Copy every row below word for word, changing nothing.

§ DATA SHOWN
-- -- --

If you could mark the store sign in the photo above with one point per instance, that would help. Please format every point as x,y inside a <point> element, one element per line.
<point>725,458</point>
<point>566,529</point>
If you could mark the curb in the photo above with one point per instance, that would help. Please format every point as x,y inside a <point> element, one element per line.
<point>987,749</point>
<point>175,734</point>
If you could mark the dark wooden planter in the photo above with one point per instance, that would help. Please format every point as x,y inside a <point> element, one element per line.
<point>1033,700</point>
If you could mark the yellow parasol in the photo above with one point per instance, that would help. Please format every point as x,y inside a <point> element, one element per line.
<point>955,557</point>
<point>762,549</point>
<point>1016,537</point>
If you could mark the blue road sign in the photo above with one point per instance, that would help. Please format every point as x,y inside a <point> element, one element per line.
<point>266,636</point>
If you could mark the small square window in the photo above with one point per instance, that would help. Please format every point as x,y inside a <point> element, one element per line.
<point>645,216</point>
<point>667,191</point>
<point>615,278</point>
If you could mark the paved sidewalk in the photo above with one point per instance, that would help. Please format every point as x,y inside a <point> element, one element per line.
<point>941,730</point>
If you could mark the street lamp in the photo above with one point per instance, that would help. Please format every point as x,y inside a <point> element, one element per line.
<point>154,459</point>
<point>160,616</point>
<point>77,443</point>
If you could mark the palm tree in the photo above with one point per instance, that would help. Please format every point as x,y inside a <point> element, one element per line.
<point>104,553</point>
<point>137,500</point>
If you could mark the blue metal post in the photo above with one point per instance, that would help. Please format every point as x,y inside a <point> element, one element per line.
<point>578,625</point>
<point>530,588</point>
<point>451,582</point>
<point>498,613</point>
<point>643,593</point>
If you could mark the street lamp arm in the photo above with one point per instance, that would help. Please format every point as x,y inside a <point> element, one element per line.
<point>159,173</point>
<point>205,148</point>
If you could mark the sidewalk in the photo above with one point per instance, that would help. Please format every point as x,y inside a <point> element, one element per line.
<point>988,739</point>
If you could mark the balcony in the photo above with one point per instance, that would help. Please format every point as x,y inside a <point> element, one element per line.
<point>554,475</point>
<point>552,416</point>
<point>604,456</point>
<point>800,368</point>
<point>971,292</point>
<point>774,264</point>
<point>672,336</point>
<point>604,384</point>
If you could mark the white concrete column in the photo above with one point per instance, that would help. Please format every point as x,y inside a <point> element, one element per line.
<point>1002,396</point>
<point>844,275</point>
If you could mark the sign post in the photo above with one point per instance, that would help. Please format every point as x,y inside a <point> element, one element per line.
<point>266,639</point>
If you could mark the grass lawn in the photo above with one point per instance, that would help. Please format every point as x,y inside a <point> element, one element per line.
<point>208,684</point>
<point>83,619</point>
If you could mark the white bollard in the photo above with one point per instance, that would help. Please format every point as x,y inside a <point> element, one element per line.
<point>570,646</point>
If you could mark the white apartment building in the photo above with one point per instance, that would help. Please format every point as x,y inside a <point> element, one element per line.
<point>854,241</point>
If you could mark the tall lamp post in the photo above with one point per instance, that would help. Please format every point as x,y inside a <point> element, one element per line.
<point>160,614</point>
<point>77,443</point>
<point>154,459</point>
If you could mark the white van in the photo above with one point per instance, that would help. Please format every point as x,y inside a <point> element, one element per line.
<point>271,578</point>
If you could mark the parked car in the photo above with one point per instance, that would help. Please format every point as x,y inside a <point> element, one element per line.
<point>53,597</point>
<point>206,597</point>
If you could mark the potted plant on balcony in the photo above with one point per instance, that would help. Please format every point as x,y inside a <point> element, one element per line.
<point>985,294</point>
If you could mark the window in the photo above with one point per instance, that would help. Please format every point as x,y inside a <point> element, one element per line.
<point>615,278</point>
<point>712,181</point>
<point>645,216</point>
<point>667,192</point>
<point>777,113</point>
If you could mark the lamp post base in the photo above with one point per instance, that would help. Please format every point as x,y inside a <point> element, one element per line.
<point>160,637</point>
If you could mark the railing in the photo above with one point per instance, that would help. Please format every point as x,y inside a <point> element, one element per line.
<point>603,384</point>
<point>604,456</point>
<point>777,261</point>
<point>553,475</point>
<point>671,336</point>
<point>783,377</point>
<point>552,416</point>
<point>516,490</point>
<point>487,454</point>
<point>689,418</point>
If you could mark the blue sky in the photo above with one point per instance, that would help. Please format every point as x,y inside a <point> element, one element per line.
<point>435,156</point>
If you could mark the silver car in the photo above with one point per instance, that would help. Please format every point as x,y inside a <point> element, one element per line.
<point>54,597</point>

-- -- --

§ THE SOLUTION
If you could mark the store sign in the photo above with one point per instance, that would help. Please format every point as x,y inside a <point> element, one element per line.
<point>725,458</point>
<point>566,529</point>
If you could mark the curb in the photo above with one point per instance, that would help. Please format every point as x,y inside a <point> element, one element per line.
<point>987,749</point>
<point>175,734</point>
If you could mark the dark wooden planter in the photo above with one point per instance, that would help. Please format every point as x,y inside a <point> element, one element per line.
<point>1033,700</point>
If you could mark the yellow parasol in the photo above with one point per instance, that would help. Please format every point as x,y inside a <point> element, one element per line.
<point>955,557</point>
<point>762,549</point>
<point>1016,537</point>
If you could mark the blue road sign in the photo above with one point per instance, that would help. Please format every point as x,y inside a <point> element, one element per line.
<point>266,636</point>
If you could mark the small square window in the photo above with one point per instance, that would help. Please format every point as x,y inside a <point> element, one element per line.
<point>645,216</point>
<point>667,191</point>
<point>615,278</point>
If you could mark the paved sidewalk in the photo above with one point per instance, that would help. Please format every point as x,y inside a <point> element, one element per line.
<point>941,730</point>
If you could mark the street lamp in the photo above with one point per instance, that would help. Please format every point as x,y inside a <point> element, one element per line.
<point>154,459</point>
<point>160,616</point>
<point>77,443</point>
If you could mark the palm tree in the photo above with one point per instance, that would help. Please format every point as x,y inside a <point> element, one element per line.
<point>104,553</point>
<point>137,500</point>
If you could mark the blue metal post in the photo above with one point per instance, that would help. Please format every point as x,y inside a <point> element, one element per line.
<point>578,625</point>
<point>530,588</point>
<point>451,582</point>
<point>498,613</point>
<point>643,593</point>
If you could mark the street lamp arm in the photo above with one point per instance, that would help. Please format every point as x,y inside a <point> element, one element per line.
<point>159,173</point>
<point>205,148</point>
If you could mark the sidewalk in the photo above with one point per instance, that would help. Please format every point as x,y inside a <point> element, one element per line.
<point>988,739</point>
If you could mark the balcony in the photo above with one point per instance, that would help. Please format every point as x,y inside a <point> element, one element per line.
<point>554,475</point>
<point>552,416</point>
<point>604,456</point>
<point>800,368</point>
<point>971,292</point>
<point>774,264</point>
<point>672,336</point>
<point>604,384</point>
If you could mark the white concrete column in the photo above with one point per instance, that would help. Please format every point as x,y inside a <point> element, one element per line.
<point>1002,396</point>
<point>844,275</point>
If you could mark the sign post in the photo above with one point per instance, that would help. Please format every point as x,y inside a <point> element, one element per line.
<point>266,639</point>
If you could mark the grass lawn in the photo above with one point per instance, that would help. Please format every point as x,y inside a <point> element, one element per line.
<point>208,684</point>
<point>83,619</point>
If you could mark the white bollard in the photo above with one point per instance, that would help. Please format every point as x,y inside a <point> element, one element per line.
<point>570,646</point>
If you could mark the white apartment building in the photo above with one point per instance, that would help. Please format every point as x,y inside a <point> element, one element per line.
<point>854,241</point>
If you could mark the tall lamp post in the photo above with one point per instance, that would help. Please format every point as x,y inside a <point> element, one element per line.
<point>160,614</point>
<point>77,443</point>
<point>154,459</point>
If you could mark the white van in the photo above with one point per instance, that would help. Please format every point as x,y inside a <point> element, one element per line.
<point>271,578</point>
If you could mark the parked car in the photo above with one point per instance, that would help. Please format every point as x,y inside a <point> element, one element per line.
<point>53,597</point>
<point>206,597</point>
If you could mark the potted plant on balcony in the photo above with one point per instance, that would help. Please format every point as x,y inside a <point> element, one element per line.
<point>985,294</point>
If you could mark the window in the photo above with one point per instance, that would help. Please format every point as x,y inside a <point> element, one element per line.
<point>615,278</point>
<point>712,181</point>
<point>645,216</point>
<point>667,192</point>
<point>777,113</point>
If you could mark the lamp post base in the photo above with one point per instance, that would help. Please format every point as x,y inside a <point> element, one element per line.
<point>160,637</point>
If you could mark the railing in the photo above with one point per instance, that would help. Please format every point as x,y inside a <point> element, one element per line.
<point>603,384</point>
<point>604,456</point>
<point>777,261</point>
<point>553,475</point>
<point>671,336</point>
<point>783,377</point>
<point>552,416</point>
<point>516,490</point>
<point>487,454</point>
<point>689,418</point>
If you could mark the blue sky in the photo above with one point per instance, that would help. Please format every point as x,y inside a <point> element, one element per line.
<point>435,156</point>
If you could mark the silver car in the photo above with one point per instance, that would help. Please format every point as x,y inside a <point> element, one element per line.
<point>54,597</point>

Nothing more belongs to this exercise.